▶ Work to be completed
An exact copy of each record is required.

*** Block opens ***

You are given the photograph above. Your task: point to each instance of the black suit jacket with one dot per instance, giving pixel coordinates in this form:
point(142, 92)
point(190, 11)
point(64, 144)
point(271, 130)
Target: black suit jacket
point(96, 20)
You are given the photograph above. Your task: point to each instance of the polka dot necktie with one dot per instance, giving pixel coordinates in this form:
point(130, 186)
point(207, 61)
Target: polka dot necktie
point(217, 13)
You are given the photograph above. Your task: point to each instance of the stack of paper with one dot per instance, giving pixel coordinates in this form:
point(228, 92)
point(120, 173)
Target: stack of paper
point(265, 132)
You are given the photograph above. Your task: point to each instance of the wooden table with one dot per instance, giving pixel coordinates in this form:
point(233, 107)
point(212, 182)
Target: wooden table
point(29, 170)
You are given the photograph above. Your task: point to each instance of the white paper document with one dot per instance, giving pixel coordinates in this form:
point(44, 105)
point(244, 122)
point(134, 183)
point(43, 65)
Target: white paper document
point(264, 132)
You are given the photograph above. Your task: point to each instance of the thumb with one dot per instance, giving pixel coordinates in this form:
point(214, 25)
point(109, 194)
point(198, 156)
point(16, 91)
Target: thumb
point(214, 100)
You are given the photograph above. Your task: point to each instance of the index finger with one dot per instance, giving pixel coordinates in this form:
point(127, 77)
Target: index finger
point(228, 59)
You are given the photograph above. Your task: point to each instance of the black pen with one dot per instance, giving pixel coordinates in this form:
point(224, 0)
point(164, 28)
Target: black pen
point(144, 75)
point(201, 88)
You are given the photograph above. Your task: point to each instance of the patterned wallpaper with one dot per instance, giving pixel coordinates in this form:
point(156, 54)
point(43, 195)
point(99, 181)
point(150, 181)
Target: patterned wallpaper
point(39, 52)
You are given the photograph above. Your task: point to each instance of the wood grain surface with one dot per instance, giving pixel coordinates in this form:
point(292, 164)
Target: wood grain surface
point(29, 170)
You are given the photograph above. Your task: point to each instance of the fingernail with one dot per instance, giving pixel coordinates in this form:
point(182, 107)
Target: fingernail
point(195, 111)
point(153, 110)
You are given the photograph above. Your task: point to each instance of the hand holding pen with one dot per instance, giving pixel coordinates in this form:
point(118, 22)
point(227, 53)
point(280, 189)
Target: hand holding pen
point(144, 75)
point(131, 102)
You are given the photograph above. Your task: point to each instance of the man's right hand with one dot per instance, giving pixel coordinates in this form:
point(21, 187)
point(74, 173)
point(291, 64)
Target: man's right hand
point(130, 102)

*** Block closes ***

▶ Response for this exercise
You are given the photograph above. Your task: point to each instance of the black suit jacket with one dot per instance, giving pixel coordinates in this form:
point(142, 92)
point(190, 11)
point(64, 144)
point(271, 130)
Target: black suit jacket
point(96, 20)
You are given the photograph above. Your task: point to each instance of the polka dot necktie with one dot per instance, giving pixel coordinates in this form:
point(130, 186)
point(207, 61)
Target: polka dot necktie
point(217, 13)
You are given the photograph above. Your task: point to each instance of the stack of paper with one dot per instance, giving pixel coordinates in this form:
point(228, 92)
point(120, 173)
Target: stack of paper
point(265, 132)
You are given the photograph above. Your task: point to each instance of the wooden table with one dot per instance, giving pixel coordinates in this form:
point(233, 107)
point(212, 182)
Target: wooden table
point(29, 170)
You are given the photograph above. Your task: point to each instance of the white paper document with one dot per instance, giving pixel coordinates in this form:
point(44, 105)
point(244, 122)
point(134, 183)
point(43, 65)
Target: white paper document
point(264, 132)
You are given the photograph above. Your task: point to each instance of the thumb with one dot per instance, giving pixel coordinates in this form:
point(214, 25)
point(109, 194)
point(198, 156)
point(16, 91)
Target: thumb
point(214, 100)
You are given the photograph above. Your task: point to each instance of the index finger with one dot per instance, giving pixel coordinates in this form:
point(127, 77)
Target: index finger
point(228, 59)
You are given the photograph above. Your task: point to each instance of the black pen with one dot per instance, giving pixel coordinates in this form:
point(224, 0)
point(164, 28)
Target: black pen
point(144, 75)
point(201, 88)
You are given the photograph above. Your task: point to each instance of the patterned wallpaper with one dot per instance, giving pixel coordinates in this form:
point(156, 54)
point(43, 195)
point(99, 181)
point(150, 181)
Target: patterned wallpaper
point(39, 52)
You are given the photograph above. Your task: point to each instance of the wood grain surface with one dot per instance, giving pixel coordinates in this form:
point(292, 164)
Target: wood grain surface
point(29, 170)
You are given the photograph above. Your task: point to each instance of the fingernail with one dot per instance, giving pixel coordinates in this form:
point(182, 107)
Target: fingernail
point(195, 111)
point(153, 110)
You are given the photograph above. Your task: point to each instance of the hand holding pen with one dot per instance, giving pixel coordinates in this form:
point(118, 22)
point(227, 53)
point(280, 189)
Target: hand holding pen
point(144, 75)
point(131, 102)
You are given the photograph above. Your task: point to each instance of the man's right hand with one dot per instance, giving pixel coordinates in this form:
point(21, 187)
point(74, 173)
point(291, 64)
Target: man's right hand
point(130, 102)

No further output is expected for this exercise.